> **SOURCE DOCUMENT**:
Start

Ruchi Sanghvi (@rsanghvi) was the VP of Operations at Dropbox. Prior to joining Dropbox, Sanghvi served as the cofounder and CEO of Cove, a collaboration, coordination, and communication product for organizations and communities. Sanghvi holds the distinction of being the first female engineer at Facebook and was instrumental in implementing the first versions of key features such as News Feed. She then led product management and strategy for Facebook Platform and Facebook Connect. She was also responsible for core product areas such as privacy and user engagement. She holds bachelor’s and master’s degrees in electrical computer engineering from Carnegie Mellon University.
There’s a particularly tricky moment in the life of a hypergrowth company, when things have started growing rapidly but the executive infrastructure is not yet in place to handle it. And in those moments, a lot of companies begin applying human Band-Aids of sorts—trusted employees who can fill in on key roles until someone more permanent is hired to build out a given function.
I sat down with Ruchi Sanghvi to discuss this phenomenon and her thoughts on how to make it work. An early employee at Facebook, and later VP of Operations at Dropbox, Ruchi has seen Band-Aids from both sides—she’s worked for them and she’s been one herself. (At Dropbox, people even called her the Wolf, a nod to Pulp Fiction’s famous fixer.) She shared her advice for when to slap on a Band-Aid, when to rip it off, and how to get the most from it in between.
Elad Gil:When you were at Dropbox, you played the role of a “gap filler” or as you call them, “Band-Aids.” These are people whose role is effectively to help a hypergrowth company scale and to step into organizational or functional gaps. Can we start with your experiences with the gap-filler or Band-Aid role?

End

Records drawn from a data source

Start

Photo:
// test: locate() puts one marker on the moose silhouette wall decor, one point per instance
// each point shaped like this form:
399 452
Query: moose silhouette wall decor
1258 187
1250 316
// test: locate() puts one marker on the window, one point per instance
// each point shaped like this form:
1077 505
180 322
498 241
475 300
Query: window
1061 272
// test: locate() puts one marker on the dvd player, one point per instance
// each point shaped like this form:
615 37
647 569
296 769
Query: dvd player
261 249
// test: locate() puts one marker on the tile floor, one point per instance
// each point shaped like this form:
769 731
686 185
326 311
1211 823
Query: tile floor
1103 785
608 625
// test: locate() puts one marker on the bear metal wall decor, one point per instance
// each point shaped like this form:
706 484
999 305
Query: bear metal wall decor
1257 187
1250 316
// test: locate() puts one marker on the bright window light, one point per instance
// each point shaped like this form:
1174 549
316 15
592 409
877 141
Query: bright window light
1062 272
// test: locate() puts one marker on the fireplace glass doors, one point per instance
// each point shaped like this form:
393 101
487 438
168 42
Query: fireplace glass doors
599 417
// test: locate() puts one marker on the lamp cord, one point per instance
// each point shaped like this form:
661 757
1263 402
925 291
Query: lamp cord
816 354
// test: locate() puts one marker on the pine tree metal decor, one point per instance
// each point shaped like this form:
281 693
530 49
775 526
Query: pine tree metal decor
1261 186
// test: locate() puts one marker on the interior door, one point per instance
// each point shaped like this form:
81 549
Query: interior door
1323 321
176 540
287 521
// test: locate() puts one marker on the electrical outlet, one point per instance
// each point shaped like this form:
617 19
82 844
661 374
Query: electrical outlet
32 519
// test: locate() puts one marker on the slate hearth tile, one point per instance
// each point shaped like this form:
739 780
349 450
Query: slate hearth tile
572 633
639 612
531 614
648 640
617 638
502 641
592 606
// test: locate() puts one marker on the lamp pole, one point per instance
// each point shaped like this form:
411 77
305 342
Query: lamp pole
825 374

End

> **GIVEN EXERCISE**: Reproduce the full interview text about Ruchi Sanghvi and Band-Aid roles in hypergrowth companies word for word.

> **TASK RESPONSE**:
Ruchi Sanghvi (@rsanghvi) was the VP of Operations at Dropbox. Prior to joining Dropbox, Sanghvi served as the cofounder and CEO of Cove, a collaboration, coordination, and communication product for organizations and communities. Sanghvi holds the distinction of being the first female engineer at Facebook and was instrumental in implementing the first versions of key features such as News Feed. She then led product management and strategy for Facebook Platform and Facebook Connect. She was also responsible for core product areas such as privacy and user engagement. She holds bachelor’s and master’s degrees in electrical computer engineering from Carnegie Mellon University.
There’s a particularly tricky moment in the life of a hypergrowth company, when things have started growing rapidly but the executive infrastructure is not yet in place to handle it. And in those moments, a lot of companies begin applying human Band-Aids of sorts—trusted employees who can fill in on key roles until someone more permanent is hired to build out a given function.
I sat down with Ruchi Sanghvi to discuss this phenomenon and her thoughts on how to make it work. An early employee at Facebook, and later VP of Operations at Dropbox, Ruchi has seen Band-Aids from both sides—she’s worked for them and she’s been one herself. (At Dropbox, people even called her the Wolf, a nod to Pulp Fiction’s famous fixer.) She shared her advice for when to slap on a Band-Aid, when to rip it off, and how to get the most from it in between.
Elad Gil:When you were at Dropbox, you played the role of a “gap filler” or as you call them, “Band-Aids.” These are people whose role is effectively to help a hypergrowth company scale and to step into organizational or functional gaps. Can we start with your experiences with the gap-filler or Band-Aid role?